**TO DO**
State how many lines in the records below contain the string "sign". Give only the number.

**DATASET CONTENT**
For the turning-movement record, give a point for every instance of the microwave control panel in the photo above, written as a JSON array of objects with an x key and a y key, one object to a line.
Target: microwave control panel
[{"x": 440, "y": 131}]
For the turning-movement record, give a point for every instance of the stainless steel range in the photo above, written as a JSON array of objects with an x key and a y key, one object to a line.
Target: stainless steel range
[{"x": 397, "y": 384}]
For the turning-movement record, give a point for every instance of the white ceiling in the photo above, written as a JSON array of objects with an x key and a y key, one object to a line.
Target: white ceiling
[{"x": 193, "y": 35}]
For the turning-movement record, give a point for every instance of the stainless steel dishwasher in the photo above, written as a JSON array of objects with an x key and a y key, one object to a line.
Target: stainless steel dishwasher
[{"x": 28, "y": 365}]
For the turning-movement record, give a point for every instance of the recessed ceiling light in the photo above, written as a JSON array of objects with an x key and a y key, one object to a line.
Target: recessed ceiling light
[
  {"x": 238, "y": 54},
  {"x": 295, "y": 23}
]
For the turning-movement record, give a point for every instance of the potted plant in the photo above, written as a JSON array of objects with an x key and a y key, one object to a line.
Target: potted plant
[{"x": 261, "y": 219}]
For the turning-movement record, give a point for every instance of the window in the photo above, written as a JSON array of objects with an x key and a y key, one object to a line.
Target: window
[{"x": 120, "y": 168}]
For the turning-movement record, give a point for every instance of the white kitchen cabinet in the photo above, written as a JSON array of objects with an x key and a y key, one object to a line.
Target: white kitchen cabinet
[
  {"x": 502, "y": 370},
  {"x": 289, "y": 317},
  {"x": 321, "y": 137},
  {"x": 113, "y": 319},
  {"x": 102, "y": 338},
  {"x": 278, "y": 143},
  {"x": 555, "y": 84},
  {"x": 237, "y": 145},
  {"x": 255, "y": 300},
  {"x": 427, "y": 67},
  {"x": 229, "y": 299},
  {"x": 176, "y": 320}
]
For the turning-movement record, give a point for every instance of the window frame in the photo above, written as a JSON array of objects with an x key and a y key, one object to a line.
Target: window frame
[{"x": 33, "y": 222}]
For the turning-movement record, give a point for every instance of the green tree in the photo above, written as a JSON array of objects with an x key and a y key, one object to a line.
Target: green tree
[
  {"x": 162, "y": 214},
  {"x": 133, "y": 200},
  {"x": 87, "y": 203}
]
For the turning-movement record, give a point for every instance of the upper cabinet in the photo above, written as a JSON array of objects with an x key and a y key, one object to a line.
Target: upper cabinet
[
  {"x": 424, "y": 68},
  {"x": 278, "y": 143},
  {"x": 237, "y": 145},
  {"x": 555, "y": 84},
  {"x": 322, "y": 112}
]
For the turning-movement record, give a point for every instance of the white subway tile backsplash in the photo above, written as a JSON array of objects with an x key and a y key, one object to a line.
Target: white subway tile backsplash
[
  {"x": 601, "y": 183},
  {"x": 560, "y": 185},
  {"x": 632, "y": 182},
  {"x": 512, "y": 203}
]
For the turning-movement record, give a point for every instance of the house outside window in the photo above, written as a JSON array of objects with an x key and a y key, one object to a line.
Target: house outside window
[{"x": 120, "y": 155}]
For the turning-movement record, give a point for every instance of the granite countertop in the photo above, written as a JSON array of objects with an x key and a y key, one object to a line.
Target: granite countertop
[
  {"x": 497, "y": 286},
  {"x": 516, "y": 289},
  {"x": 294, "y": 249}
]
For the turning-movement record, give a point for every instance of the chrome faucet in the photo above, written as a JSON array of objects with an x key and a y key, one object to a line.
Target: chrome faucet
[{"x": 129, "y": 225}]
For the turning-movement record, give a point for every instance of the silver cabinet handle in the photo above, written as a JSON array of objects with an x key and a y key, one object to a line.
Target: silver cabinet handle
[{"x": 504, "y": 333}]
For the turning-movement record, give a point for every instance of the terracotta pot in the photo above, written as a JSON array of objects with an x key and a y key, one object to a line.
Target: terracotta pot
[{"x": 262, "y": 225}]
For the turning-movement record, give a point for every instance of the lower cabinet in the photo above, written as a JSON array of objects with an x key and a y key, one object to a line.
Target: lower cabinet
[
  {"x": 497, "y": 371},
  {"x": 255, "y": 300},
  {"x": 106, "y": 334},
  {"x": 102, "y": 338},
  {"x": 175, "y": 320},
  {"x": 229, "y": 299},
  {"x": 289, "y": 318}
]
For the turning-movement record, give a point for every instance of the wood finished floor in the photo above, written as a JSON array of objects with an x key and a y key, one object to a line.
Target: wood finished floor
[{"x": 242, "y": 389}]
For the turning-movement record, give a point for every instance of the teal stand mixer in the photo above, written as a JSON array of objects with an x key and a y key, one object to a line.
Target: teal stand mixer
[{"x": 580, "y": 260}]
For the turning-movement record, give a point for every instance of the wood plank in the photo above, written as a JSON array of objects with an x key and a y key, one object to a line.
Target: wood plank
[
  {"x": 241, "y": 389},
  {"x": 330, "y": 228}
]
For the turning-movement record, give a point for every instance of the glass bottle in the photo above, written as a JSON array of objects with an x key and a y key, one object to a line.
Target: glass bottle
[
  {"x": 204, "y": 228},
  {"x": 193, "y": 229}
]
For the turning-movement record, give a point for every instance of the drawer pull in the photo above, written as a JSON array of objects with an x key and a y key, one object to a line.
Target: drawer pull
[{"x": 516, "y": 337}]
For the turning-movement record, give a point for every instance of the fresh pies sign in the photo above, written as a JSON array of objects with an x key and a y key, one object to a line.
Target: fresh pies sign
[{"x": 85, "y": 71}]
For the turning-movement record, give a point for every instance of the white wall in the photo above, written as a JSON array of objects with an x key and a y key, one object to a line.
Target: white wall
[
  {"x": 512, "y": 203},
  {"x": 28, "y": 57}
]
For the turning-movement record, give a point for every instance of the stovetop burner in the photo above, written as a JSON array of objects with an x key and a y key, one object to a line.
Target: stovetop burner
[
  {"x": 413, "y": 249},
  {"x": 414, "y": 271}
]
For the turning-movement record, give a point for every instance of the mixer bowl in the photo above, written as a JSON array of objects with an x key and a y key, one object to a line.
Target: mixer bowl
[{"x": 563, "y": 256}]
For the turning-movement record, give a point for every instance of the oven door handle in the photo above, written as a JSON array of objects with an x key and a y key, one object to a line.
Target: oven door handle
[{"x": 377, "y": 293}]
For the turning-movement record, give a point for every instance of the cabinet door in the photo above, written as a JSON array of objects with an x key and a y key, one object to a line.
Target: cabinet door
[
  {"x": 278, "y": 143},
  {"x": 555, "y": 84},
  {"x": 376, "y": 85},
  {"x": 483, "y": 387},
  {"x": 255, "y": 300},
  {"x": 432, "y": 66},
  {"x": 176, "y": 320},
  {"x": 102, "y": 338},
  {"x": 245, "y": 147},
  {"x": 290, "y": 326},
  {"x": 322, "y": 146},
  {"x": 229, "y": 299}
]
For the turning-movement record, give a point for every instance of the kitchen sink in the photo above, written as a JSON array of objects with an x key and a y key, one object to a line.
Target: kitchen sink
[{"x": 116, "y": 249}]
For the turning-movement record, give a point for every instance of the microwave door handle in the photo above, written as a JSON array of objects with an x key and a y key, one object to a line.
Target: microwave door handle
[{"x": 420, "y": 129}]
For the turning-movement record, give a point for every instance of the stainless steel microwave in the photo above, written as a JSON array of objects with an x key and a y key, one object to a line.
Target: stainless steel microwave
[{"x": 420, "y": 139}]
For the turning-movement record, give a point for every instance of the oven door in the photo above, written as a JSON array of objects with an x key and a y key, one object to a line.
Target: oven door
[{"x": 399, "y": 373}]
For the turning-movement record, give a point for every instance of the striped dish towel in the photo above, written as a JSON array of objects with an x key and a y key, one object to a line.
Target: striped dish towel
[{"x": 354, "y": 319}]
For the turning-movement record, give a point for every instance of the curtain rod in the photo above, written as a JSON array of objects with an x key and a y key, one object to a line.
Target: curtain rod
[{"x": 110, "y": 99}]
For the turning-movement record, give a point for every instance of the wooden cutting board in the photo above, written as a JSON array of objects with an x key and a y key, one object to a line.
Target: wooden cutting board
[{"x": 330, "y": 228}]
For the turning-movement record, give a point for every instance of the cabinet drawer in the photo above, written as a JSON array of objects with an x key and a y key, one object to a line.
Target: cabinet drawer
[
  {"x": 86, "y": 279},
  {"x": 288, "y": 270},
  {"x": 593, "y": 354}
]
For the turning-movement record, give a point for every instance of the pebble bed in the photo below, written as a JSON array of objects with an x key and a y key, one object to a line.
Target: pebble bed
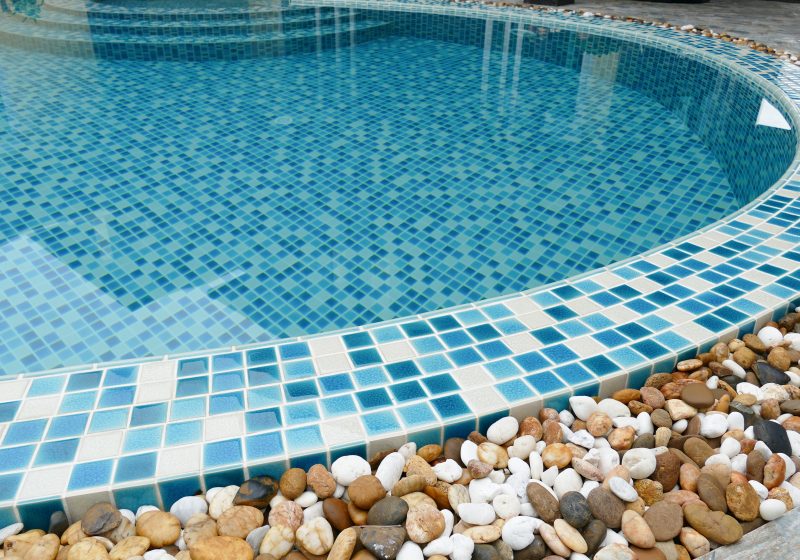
[{"x": 693, "y": 460}]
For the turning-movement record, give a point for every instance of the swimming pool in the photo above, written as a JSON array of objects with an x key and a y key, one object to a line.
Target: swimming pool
[
  {"x": 157, "y": 207},
  {"x": 149, "y": 430}
]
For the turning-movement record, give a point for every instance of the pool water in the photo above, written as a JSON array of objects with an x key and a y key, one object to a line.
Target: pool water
[{"x": 154, "y": 207}]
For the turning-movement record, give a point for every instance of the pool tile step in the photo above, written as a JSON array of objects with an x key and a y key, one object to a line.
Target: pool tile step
[{"x": 22, "y": 34}]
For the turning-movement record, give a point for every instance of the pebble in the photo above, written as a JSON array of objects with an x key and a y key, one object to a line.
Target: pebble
[
  {"x": 188, "y": 506},
  {"x": 502, "y": 430},
  {"x": 771, "y": 509},
  {"x": 570, "y": 536},
  {"x": 636, "y": 530},
  {"x": 606, "y": 507},
  {"x": 665, "y": 520},
  {"x": 575, "y": 510},
  {"x": 622, "y": 489},
  {"x": 348, "y": 468}
]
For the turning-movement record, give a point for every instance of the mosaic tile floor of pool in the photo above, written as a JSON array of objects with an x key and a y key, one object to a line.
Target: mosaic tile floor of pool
[
  {"x": 150, "y": 432},
  {"x": 149, "y": 210}
]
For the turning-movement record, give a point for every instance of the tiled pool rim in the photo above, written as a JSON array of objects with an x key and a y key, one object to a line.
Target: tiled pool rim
[{"x": 119, "y": 432}]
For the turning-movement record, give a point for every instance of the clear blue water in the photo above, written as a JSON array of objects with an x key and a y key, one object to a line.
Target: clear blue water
[{"x": 154, "y": 207}]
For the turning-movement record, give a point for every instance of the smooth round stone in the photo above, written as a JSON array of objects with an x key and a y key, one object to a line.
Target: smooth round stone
[
  {"x": 640, "y": 463},
  {"x": 665, "y": 519},
  {"x": 773, "y": 435},
  {"x": 348, "y": 468},
  {"x": 771, "y": 509},
  {"x": 391, "y": 510},
  {"x": 100, "y": 518},
  {"x": 545, "y": 504},
  {"x": 188, "y": 506},
  {"x": 714, "y": 525},
  {"x": 606, "y": 507},
  {"x": 58, "y": 524},
  {"x": 503, "y": 430},
  {"x": 697, "y": 395},
  {"x": 518, "y": 531},
  {"x": 711, "y": 492},
  {"x": 622, "y": 489},
  {"x": 593, "y": 534},
  {"x": 575, "y": 509},
  {"x": 383, "y": 542},
  {"x": 583, "y": 407},
  {"x": 256, "y": 492}
]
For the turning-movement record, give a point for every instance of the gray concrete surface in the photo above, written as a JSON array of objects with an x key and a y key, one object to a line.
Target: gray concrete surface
[{"x": 776, "y": 24}]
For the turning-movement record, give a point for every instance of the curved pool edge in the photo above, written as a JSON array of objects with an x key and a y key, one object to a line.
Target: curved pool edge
[{"x": 597, "y": 332}]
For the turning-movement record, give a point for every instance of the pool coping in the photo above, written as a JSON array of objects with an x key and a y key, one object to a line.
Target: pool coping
[{"x": 465, "y": 386}]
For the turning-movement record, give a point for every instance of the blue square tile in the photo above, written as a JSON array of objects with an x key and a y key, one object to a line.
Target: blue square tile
[
  {"x": 121, "y": 376},
  {"x": 226, "y": 402},
  {"x": 148, "y": 414},
  {"x": 192, "y": 366},
  {"x": 263, "y": 375},
  {"x": 54, "y": 452},
  {"x": 374, "y": 398},
  {"x": 135, "y": 467},
  {"x": 224, "y": 362},
  {"x": 179, "y": 433},
  {"x": 218, "y": 453},
  {"x": 67, "y": 426},
  {"x": 24, "y": 432}
]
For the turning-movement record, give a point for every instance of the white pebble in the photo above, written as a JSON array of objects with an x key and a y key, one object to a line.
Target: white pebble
[
  {"x": 10, "y": 531},
  {"x": 735, "y": 421},
  {"x": 476, "y": 514},
  {"x": 770, "y": 336},
  {"x": 522, "y": 447},
  {"x": 537, "y": 466},
  {"x": 449, "y": 471},
  {"x": 518, "y": 532},
  {"x": 583, "y": 407},
  {"x": 469, "y": 451},
  {"x": 622, "y": 489},
  {"x": 582, "y": 438},
  {"x": 549, "y": 476},
  {"x": 410, "y": 551},
  {"x": 144, "y": 509},
  {"x": 441, "y": 545},
  {"x": 771, "y": 509},
  {"x": 408, "y": 450},
  {"x": 640, "y": 462},
  {"x": 760, "y": 489},
  {"x": 348, "y": 468},
  {"x": 306, "y": 499},
  {"x": 739, "y": 463},
  {"x": 680, "y": 426},
  {"x": 713, "y": 425},
  {"x": 312, "y": 512},
  {"x": 390, "y": 470},
  {"x": 506, "y": 506},
  {"x": 566, "y": 417},
  {"x": 587, "y": 487},
  {"x": 188, "y": 506},
  {"x": 734, "y": 368},
  {"x": 462, "y": 547},
  {"x": 502, "y": 430},
  {"x": 644, "y": 424},
  {"x": 483, "y": 490},
  {"x": 613, "y": 408},
  {"x": 730, "y": 447},
  {"x": 567, "y": 481}
]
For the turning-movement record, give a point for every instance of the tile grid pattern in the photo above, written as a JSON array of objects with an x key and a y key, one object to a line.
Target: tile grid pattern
[{"x": 153, "y": 431}]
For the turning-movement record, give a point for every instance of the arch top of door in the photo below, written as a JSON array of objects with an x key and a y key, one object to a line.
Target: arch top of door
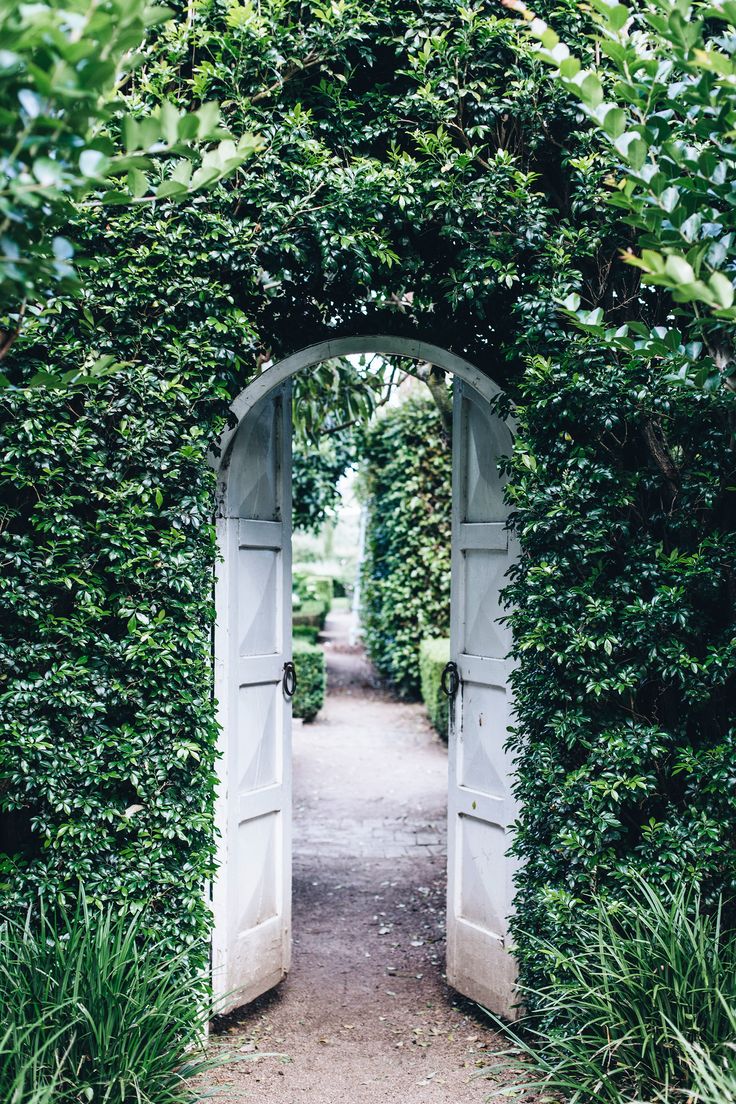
[{"x": 283, "y": 370}]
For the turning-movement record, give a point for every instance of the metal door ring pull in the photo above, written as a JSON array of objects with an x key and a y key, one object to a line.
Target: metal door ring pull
[
  {"x": 289, "y": 681},
  {"x": 450, "y": 679}
]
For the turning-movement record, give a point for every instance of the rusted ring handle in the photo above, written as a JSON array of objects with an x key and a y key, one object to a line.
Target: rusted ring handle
[
  {"x": 450, "y": 679},
  {"x": 289, "y": 681}
]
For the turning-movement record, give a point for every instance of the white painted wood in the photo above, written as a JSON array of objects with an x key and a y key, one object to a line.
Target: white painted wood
[
  {"x": 251, "y": 947},
  {"x": 252, "y": 893},
  {"x": 480, "y": 805}
]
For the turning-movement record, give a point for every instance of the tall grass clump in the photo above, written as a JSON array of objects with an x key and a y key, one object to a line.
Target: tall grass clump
[
  {"x": 95, "y": 1011},
  {"x": 644, "y": 1012}
]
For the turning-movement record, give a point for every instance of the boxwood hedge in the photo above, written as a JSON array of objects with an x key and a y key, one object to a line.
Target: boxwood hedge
[
  {"x": 434, "y": 655},
  {"x": 406, "y": 571},
  {"x": 624, "y": 490}
]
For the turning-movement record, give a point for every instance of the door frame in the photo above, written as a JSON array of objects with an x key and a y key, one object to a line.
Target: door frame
[{"x": 262, "y": 385}]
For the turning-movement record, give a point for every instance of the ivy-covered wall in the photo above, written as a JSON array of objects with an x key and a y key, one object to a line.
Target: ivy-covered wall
[
  {"x": 624, "y": 488},
  {"x": 418, "y": 176},
  {"x": 405, "y": 577}
]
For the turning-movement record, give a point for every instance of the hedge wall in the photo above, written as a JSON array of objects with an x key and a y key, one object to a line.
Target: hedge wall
[
  {"x": 107, "y": 768},
  {"x": 309, "y": 697},
  {"x": 625, "y": 495},
  {"x": 405, "y": 593}
]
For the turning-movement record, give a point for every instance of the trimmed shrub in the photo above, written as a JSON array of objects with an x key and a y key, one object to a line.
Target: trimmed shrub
[
  {"x": 434, "y": 655},
  {"x": 624, "y": 613},
  {"x": 311, "y": 680},
  {"x": 308, "y": 633},
  {"x": 406, "y": 574}
]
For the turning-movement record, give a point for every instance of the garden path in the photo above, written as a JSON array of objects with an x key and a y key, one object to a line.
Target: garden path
[{"x": 365, "y": 1015}]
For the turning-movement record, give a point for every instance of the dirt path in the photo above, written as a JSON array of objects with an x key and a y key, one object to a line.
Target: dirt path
[{"x": 365, "y": 1015}]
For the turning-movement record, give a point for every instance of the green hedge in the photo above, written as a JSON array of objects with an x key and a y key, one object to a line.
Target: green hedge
[
  {"x": 406, "y": 573},
  {"x": 309, "y": 697},
  {"x": 308, "y": 633},
  {"x": 311, "y": 614},
  {"x": 434, "y": 655},
  {"x": 624, "y": 621}
]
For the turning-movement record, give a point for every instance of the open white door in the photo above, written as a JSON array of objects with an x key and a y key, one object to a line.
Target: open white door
[
  {"x": 252, "y": 893},
  {"x": 480, "y": 804}
]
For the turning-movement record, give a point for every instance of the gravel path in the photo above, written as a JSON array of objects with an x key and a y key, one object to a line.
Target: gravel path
[{"x": 365, "y": 1015}]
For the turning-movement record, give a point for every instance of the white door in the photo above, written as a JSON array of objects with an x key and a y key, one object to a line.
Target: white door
[
  {"x": 480, "y": 804},
  {"x": 252, "y": 894}
]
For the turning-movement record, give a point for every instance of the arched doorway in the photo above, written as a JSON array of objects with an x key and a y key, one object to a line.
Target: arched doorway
[{"x": 253, "y": 647}]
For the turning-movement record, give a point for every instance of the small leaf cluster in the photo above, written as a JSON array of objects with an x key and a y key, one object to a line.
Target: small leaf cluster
[
  {"x": 61, "y": 67},
  {"x": 405, "y": 588},
  {"x": 664, "y": 98}
]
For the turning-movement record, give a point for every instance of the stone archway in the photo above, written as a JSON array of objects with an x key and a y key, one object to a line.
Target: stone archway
[{"x": 252, "y": 892}]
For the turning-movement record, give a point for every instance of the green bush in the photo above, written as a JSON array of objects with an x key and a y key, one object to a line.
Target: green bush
[
  {"x": 622, "y": 617},
  {"x": 433, "y": 657},
  {"x": 95, "y": 1009},
  {"x": 312, "y": 598},
  {"x": 308, "y": 633},
  {"x": 406, "y": 573},
  {"x": 309, "y": 697},
  {"x": 651, "y": 980}
]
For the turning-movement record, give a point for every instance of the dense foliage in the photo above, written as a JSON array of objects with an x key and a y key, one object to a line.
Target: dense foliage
[
  {"x": 434, "y": 655},
  {"x": 95, "y": 1010},
  {"x": 624, "y": 629},
  {"x": 405, "y": 582},
  {"x": 65, "y": 137},
  {"x": 647, "y": 1002},
  {"x": 422, "y": 176},
  {"x": 669, "y": 67}
]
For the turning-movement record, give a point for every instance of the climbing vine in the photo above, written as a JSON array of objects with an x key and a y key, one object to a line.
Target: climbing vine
[{"x": 405, "y": 592}]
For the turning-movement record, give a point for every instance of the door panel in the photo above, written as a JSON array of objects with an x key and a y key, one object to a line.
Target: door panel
[
  {"x": 252, "y": 894},
  {"x": 480, "y": 804}
]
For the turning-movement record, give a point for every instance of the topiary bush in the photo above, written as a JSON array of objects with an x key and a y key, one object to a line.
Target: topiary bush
[
  {"x": 311, "y": 680},
  {"x": 434, "y": 655},
  {"x": 405, "y": 592}
]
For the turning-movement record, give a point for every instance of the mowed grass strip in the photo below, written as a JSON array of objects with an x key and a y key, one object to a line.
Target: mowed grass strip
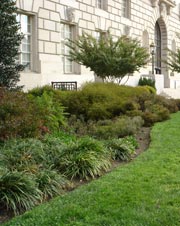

**SOLVED PROBLEM**
2